Your goal
Copy the lines from the one containing "Would you mind placing a dot on the sandy" through the last line, both included, and keep the requests. Offset every coordinate in the answers by adding 131 to it.

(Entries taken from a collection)
+ + +

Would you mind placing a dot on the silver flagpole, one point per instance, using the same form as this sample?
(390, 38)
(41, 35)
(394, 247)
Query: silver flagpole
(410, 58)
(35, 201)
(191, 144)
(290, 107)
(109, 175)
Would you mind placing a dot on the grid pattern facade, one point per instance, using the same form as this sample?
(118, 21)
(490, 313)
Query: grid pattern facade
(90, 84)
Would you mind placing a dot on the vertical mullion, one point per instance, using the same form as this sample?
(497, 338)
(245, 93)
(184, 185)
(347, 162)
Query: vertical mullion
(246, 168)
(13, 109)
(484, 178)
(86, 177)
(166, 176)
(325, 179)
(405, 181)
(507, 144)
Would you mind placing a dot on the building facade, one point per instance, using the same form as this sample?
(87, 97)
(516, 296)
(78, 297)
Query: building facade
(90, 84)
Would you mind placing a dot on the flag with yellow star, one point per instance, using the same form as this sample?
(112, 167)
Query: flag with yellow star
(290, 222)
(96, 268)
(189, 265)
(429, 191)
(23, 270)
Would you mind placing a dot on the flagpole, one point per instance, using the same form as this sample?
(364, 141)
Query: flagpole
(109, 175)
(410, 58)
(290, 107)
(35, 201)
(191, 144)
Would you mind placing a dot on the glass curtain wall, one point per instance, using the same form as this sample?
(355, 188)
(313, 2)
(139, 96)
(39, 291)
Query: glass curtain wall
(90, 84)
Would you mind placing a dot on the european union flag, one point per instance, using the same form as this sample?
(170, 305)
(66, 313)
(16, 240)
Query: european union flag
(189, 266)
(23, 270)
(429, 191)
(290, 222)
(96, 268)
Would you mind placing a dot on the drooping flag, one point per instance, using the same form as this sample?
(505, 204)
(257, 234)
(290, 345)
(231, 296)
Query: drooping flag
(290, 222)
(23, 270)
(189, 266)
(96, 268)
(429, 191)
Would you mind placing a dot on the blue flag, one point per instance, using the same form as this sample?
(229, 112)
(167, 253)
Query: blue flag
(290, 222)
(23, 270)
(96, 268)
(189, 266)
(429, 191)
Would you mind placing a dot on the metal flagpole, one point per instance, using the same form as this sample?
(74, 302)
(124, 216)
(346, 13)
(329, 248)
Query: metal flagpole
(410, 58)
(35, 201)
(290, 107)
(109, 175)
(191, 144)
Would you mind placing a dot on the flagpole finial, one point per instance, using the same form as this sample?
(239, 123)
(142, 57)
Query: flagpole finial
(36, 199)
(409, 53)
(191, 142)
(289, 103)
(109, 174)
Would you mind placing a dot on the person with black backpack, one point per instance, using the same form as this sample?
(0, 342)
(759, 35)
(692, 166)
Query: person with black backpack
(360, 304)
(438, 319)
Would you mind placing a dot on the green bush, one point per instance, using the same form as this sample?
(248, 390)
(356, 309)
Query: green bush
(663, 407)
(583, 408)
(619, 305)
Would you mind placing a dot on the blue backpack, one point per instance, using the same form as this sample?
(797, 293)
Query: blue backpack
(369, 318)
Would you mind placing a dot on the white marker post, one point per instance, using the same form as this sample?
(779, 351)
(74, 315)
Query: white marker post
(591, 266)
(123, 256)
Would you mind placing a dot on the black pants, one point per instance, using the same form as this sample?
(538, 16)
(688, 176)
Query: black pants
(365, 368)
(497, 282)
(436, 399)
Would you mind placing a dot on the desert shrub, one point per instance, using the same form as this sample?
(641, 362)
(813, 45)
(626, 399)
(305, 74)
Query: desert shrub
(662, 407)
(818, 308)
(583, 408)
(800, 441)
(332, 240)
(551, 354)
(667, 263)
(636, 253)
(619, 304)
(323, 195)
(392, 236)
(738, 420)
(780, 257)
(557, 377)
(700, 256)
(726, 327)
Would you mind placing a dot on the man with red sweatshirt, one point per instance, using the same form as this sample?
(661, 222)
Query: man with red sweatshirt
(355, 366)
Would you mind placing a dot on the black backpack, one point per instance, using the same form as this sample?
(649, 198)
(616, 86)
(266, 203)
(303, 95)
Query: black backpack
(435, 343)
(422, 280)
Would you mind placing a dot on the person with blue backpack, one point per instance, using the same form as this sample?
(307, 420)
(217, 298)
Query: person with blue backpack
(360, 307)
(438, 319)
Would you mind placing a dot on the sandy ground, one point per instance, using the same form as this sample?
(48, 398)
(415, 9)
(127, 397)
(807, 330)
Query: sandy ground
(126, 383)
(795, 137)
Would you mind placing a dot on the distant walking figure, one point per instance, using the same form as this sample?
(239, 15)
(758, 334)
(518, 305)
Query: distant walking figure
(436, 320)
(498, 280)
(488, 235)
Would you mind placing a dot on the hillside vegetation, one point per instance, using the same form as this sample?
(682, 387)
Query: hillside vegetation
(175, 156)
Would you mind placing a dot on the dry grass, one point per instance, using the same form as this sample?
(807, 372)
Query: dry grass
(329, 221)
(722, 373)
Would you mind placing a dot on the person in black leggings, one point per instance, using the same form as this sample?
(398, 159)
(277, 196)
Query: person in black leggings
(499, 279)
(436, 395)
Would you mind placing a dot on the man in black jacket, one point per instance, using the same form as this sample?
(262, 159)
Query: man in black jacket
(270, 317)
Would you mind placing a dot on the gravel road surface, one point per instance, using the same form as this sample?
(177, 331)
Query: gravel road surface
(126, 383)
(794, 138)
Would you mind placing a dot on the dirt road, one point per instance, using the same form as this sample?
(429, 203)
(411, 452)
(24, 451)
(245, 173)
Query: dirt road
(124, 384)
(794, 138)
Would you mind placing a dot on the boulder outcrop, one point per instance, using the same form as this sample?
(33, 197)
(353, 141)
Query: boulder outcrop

+ + +

Result for this exercise
Would you mind placing a dot on the sandy ground, one point per instance, using the same form as this sample?
(48, 398)
(415, 9)
(127, 397)
(807, 330)
Query: sandy ground
(257, 514)
(926, 268)
Would you mind placing a dot on the distant walking figure, one point per instance, using the same form as this sample?
(239, 15)
(758, 334)
(518, 305)
Query: distant walking figure
(567, 451)
(629, 411)
(619, 366)
Would you mind placing a dot on the hillside vegetation, one point per instance, using the same form as this sample?
(682, 387)
Query: hillside vegetation
(306, 287)
Would you mind placing a dot on the dry grass, one point per instance, using the same form as this sample?
(807, 372)
Query: dry grass
(460, 352)
(853, 504)
Would you mind placing a dot on the person in black leggings, one point per instance, using the same form as this sample?
(398, 159)
(277, 196)
Query: person in black leggings
(630, 410)
(567, 526)
Would you mind placing a dot on the man in black jacket, one point per instance, using the same form as this sample?
(262, 159)
Query: man in black jacket
(401, 448)
Would you mind placing a dot on the gravel road surface, one point per instance, using the same form as this sample?
(177, 331)
Query: gravel road surface
(257, 514)
(925, 269)
Would you mind placing a dot on the dirt road, one point per instance, using the same form as this sample?
(429, 203)
(411, 452)
(24, 451)
(245, 173)
Query: dirt road
(255, 515)
(925, 269)
Would you mind placing a dot on the boulder outcrop, one point per instance, using the same form as this sample?
(33, 197)
(353, 141)
Query: boulder outcrop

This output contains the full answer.